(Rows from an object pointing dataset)
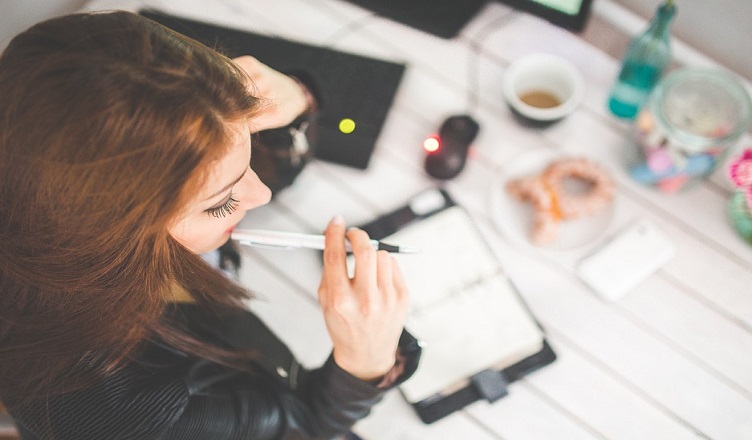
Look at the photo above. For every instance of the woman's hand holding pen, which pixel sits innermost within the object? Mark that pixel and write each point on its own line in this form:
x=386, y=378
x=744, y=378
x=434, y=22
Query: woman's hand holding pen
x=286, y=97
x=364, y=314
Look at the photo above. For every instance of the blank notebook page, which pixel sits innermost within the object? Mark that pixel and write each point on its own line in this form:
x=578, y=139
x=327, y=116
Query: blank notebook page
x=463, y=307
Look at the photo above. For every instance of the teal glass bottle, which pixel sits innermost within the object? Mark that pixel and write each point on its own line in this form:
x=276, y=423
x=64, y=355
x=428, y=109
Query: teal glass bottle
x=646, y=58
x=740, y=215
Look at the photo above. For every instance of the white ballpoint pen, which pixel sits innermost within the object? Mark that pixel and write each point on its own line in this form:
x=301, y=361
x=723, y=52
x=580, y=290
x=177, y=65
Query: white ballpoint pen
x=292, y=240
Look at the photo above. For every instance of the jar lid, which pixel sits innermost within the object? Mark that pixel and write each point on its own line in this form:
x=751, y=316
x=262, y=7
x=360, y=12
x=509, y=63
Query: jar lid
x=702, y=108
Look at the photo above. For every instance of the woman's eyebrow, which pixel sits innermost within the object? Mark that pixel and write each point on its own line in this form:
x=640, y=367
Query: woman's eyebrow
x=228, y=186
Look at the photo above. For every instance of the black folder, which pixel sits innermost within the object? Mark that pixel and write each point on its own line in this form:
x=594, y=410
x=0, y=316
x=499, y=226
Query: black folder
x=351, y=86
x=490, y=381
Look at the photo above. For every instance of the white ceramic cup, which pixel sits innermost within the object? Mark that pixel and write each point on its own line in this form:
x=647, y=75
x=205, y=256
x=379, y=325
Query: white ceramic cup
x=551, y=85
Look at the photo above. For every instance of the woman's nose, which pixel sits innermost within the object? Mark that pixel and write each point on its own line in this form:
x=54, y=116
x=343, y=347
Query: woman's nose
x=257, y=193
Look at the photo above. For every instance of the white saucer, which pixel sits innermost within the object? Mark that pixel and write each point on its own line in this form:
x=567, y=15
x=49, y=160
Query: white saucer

> _REQUIRED TASK_: Reproduce every one of the records above verbatim, leaving the pictures out.

> _OUTPUT FOR THIS EXERCISE_:
Look at the photo above. For every instance of the woman's hand holding pen, which pixel sits innermost within the object? Mark that pixel and write each point on its own line in this form:
x=386, y=378
x=744, y=378
x=434, y=22
Query: woman's hand holding pen
x=286, y=97
x=364, y=314
Look at the photo above. For every instance of the blank notebook page, which pixel sits innermost within the object? Mark that pixel and write each point on its own line in this form:
x=578, y=139
x=327, y=116
Query: blank notebook page
x=463, y=307
Look at the photo above. For every instance of the teal glass bottle, which pixel sits innermost within the object? Mark that pixel and write each point on its own line in this form:
x=276, y=423
x=64, y=355
x=428, y=109
Query: teal glass bottle
x=646, y=58
x=740, y=215
Look at the photo above. For every instance of the white ballpoint pen, which pixel sits innermost within the object? Mark that pixel and write each point on its own line in this form:
x=301, y=361
x=723, y=52
x=580, y=290
x=177, y=65
Query: white ballpoint pen
x=292, y=240
Look at the photo above. For every instance of the jar lid, which pixel sits innermost within the object? Mark that pixel and write each point on its own line in this form:
x=751, y=316
x=262, y=7
x=360, y=12
x=509, y=63
Query: jar lid
x=702, y=108
Look at the photo above. For every instance of the woman's eyebrow, which pixel sits innermost within the object? Mark that pixel and write each point on its own line in this form:
x=640, y=367
Query: woman's eyebrow
x=228, y=186
Look at the photo above. For every instance of the black folder, which pixel sits innermost within the object? Mark that pixel and write each point on its own line in this form:
x=594, y=410
x=0, y=316
x=499, y=226
Query: black folder
x=351, y=86
x=490, y=381
Look at the photo above. For every instance of the white ceramic cup, which pixel sits innermost within the object? Mark that pixel and write each point on its own line in this form:
x=647, y=75
x=205, y=256
x=379, y=325
Query: white ceramic cup
x=551, y=85
Look at the photo above. For every instance of the woman's nose, which pixel sits innermost within the object? Mark that pixel and write each point on its own line in this form:
x=54, y=116
x=343, y=347
Query: woman's nose
x=257, y=193
Look at the photo above. For every instance of the white saucer, which pixel sits innermost within the object? Mark that pixel and write each point on its own line in this form:
x=567, y=15
x=49, y=160
Query: white saucer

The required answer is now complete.